[Excerpts from point annotation data]
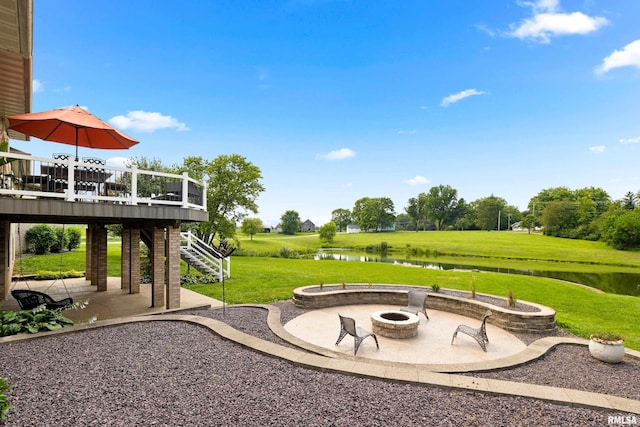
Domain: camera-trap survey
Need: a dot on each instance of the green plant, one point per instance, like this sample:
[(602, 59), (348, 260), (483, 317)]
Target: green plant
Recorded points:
[(33, 321), (606, 337), (41, 238), (74, 234), (473, 286), (4, 400), (511, 301)]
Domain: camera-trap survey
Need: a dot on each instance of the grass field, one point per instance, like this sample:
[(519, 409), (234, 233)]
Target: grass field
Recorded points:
[(267, 279)]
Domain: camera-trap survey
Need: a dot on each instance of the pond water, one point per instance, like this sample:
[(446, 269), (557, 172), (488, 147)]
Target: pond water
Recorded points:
[(615, 283)]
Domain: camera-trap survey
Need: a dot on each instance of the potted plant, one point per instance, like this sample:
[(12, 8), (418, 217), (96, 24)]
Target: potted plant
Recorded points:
[(607, 347)]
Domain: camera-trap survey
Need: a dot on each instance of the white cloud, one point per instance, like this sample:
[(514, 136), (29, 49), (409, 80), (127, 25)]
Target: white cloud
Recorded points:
[(630, 140), (37, 86), (119, 161), (452, 99), (547, 22), (629, 56), (341, 154), (146, 122), (417, 180)]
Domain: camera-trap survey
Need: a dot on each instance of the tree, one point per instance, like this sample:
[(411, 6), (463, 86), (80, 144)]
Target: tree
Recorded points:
[(629, 200), (488, 210), (417, 210), (442, 206), (233, 185), (328, 232), (373, 213), (290, 222), (252, 226), (560, 219), (341, 217)]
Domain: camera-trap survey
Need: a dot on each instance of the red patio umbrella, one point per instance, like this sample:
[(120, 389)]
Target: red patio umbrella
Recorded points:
[(73, 126)]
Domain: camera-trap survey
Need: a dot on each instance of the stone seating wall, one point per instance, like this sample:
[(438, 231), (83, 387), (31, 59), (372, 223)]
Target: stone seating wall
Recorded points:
[(542, 320)]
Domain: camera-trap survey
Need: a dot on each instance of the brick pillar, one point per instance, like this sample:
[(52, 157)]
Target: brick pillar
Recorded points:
[(134, 261), (94, 254), (100, 246), (125, 259), (5, 259), (88, 260), (157, 267), (173, 267)]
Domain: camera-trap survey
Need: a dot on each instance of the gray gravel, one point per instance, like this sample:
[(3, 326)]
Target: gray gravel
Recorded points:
[(178, 374)]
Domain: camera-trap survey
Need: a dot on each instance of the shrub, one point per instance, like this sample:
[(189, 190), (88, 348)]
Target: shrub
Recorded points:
[(61, 241), (74, 234), (4, 401), (41, 238), (32, 321)]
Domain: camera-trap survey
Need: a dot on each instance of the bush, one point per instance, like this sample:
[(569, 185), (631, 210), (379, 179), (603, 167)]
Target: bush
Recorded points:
[(41, 238), (74, 234), (32, 321), (61, 240), (4, 401)]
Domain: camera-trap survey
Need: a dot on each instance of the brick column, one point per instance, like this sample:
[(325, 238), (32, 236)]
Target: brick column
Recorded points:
[(173, 266), (88, 260), (134, 261), (125, 259), (157, 267), (5, 259), (100, 247)]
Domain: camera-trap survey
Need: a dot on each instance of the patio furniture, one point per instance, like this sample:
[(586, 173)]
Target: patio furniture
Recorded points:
[(479, 334), (28, 299), (416, 301), (348, 327)]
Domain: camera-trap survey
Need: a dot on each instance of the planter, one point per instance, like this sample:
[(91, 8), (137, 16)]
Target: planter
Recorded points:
[(607, 351)]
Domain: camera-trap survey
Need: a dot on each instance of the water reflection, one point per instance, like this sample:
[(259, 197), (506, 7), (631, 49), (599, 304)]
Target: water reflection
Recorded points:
[(615, 283)]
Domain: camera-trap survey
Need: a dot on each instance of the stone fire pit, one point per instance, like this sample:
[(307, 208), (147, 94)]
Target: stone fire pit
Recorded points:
[(395, 324)]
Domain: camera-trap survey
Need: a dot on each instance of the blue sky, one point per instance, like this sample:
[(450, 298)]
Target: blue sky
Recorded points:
[(335, 100)]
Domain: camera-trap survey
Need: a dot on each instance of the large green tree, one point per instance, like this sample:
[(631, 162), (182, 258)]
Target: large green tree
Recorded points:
[(341, 218), (252, 226), (443, 206), (233, 185), (374, 213), (417, 211), (290, 222), (488, 211)]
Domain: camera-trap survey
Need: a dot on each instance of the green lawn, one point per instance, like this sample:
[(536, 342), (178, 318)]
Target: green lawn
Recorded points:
[(264, 280)]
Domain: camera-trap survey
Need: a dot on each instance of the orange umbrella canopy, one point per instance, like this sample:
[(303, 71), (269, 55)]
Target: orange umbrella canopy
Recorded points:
[(73, 126)]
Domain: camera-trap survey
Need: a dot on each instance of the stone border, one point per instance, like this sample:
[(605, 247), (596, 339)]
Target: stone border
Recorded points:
[(539, 322)]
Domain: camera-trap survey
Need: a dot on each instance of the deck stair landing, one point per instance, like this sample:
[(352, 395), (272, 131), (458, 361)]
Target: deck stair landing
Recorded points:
[(204, 258)]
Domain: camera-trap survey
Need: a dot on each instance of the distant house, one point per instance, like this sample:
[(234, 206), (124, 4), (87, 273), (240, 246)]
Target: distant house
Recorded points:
[(307, 226), (353, 228)]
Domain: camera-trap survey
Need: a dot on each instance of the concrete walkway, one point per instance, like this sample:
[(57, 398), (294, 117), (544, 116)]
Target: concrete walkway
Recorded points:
[(432, 358)]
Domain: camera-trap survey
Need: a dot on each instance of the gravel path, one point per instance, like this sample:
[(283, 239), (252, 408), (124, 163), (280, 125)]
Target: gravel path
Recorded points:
[(179, 374)]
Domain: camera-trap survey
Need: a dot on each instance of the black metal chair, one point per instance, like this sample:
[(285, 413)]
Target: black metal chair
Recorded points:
[(348, 327), (28, 299), (416, 301), (479, 334)]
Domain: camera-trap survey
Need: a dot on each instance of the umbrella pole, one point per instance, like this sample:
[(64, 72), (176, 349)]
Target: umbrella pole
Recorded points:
[(76, 143)]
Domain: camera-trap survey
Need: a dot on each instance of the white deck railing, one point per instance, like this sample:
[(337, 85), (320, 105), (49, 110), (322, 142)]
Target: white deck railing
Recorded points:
[(89, 180)]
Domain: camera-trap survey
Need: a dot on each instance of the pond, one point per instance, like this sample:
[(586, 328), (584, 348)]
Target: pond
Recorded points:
[(614, 282)]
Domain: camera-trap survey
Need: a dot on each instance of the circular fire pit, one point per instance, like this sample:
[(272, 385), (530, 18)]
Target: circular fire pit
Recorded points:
[(395, 324)]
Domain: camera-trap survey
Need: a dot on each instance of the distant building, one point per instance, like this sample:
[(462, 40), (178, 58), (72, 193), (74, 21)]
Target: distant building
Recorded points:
[(307, 226)]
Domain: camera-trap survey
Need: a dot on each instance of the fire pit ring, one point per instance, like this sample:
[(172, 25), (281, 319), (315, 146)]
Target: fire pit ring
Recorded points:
[(395, 324)]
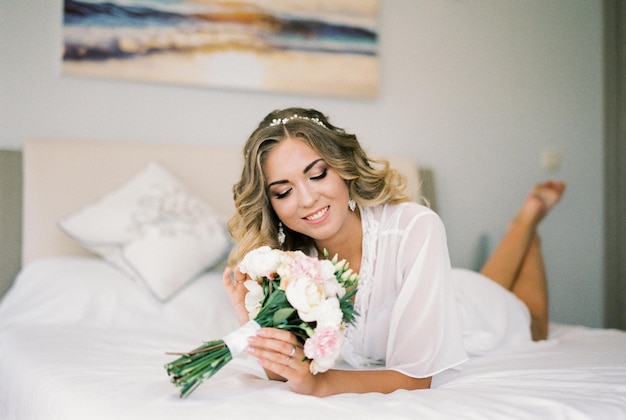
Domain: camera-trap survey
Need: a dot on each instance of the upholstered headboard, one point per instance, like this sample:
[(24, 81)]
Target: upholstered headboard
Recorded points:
[(61, 176)]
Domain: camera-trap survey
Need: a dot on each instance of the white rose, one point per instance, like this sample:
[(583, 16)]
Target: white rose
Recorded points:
[(305, 296), (253, 298), (329, 313), (260, 262)]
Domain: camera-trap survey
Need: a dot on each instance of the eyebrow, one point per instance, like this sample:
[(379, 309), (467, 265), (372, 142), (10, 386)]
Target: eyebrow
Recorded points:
[(306, 169)]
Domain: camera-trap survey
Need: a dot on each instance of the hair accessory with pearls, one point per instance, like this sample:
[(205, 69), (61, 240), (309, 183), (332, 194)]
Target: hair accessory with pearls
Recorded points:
[(279, 121)]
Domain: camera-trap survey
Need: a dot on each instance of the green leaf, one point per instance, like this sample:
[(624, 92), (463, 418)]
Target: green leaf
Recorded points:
[(282, 315)]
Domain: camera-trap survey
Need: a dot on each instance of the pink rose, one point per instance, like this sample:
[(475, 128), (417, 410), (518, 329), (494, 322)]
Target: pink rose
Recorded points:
[(323, 348)]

Short problem –
Convert the entries above, from their start through the line containing "[(542, 320)]", into a JSON list of strings, one string per line, with both ends included and blank lines omitted. Leave the pictures out of the list.

Solved exercise –
[
  "Domain: camera-trap survey",
  "Need: a dot on each instance of the green plant, one point per instance, like this sample:",
  "[(602, 59), (348, 260), (483, 317)]",
  "Target: green plant",
  "Recorded points:",
  "[(33, 321), (606, 337), (41, 238), (74, 234), (473, 286), (4, 400), (511, 301)]",
  "Domain: camera-trap survey",
  "Need: a dot on each instance of the grass field, one point per instance, like this sample:",
  "[(519, 409), (234, 233)]",
  "Target: grass field",
  "Recorded points:",
  "[(267, 279)]",
  "Domain: camera-trap survey",
  "Need: a dot on each instance of the pond water, one point per instance, like this sample:",
  "[(446, 269), (557, 172), (488, 147)]",
  "Target: pond water",
  "Recorded points:",
  "[(615, 283)]",
  "Domain: camera-trap survey",
  "Need: a dot on each instance of the potted plant, one point per instance, like this sample:",
  "[(12, 8), (418, 217), (96, 24)]",
  "Target: potted plant",
  "Recorded points:",
  "[(607, 347)]",
  "Domain: camera-trap survey",
  "Need: a dot on each instance of the white cloud, one point per instance, like this sample:",
  "[(514, 136), (29, 49), (409, 80), (127, 25)]",
  "Target: white cloud",
  "Recorded points:",
  "[(630, 140), (37, 86), (119, 161), (452, 99), (547, 22), (629, 56), (341, 154), (146, 122), (417, 180)]",
  "Domain: camera-trap survey",
  "Need: a dot on each instance of the tree, one point per instance, like this sample:",
  "[(411, 6), (463, 86), (80, 144)]",
  "Target: tree",
  "Recorded points:",
  "[(629, 200), (488, 210), (417, 210), (442, 206), (233, 185), (328, 232), (373, 213), (290, 222), (252, 226), (560, 219), (341, 217)]",
  "Domain: camera-trap survey",
  "Need: a dot on each instance of the red patio umbrella, one point per instance, like this sample:",
  "[(120, 389)]",
  "Target: red patio umbrella",
  "Recorded points:",
  "[(73, 126)]",
  "Domain: camera-trap survey",
  "Need: a dot on each instance of the stone seating wall, one point per instance, like this sample:",
  "[(438, 231), (83, 387), (31, 59), (372, 223)]",
  "Target: stone seating wall",
  "Recorded points:",
  "[(542, 320)]"
]